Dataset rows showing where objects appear
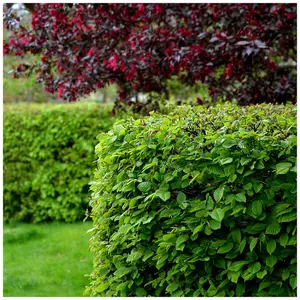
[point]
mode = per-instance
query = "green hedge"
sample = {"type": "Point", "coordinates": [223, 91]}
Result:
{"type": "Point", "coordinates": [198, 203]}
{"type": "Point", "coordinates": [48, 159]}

= Instructions to follow =
Reproduce every line of the records above word for word, omitting the pictures.

= Output for this exercise =
[point]
mode = per-instance
query = "green hedge"
sample = {"type": "Point", "coordinates": [223, 91]}
Result:
{"type": "Point", "coordinates": [198, 203]}
{"type": "Point", "coordinates": [48, 159]}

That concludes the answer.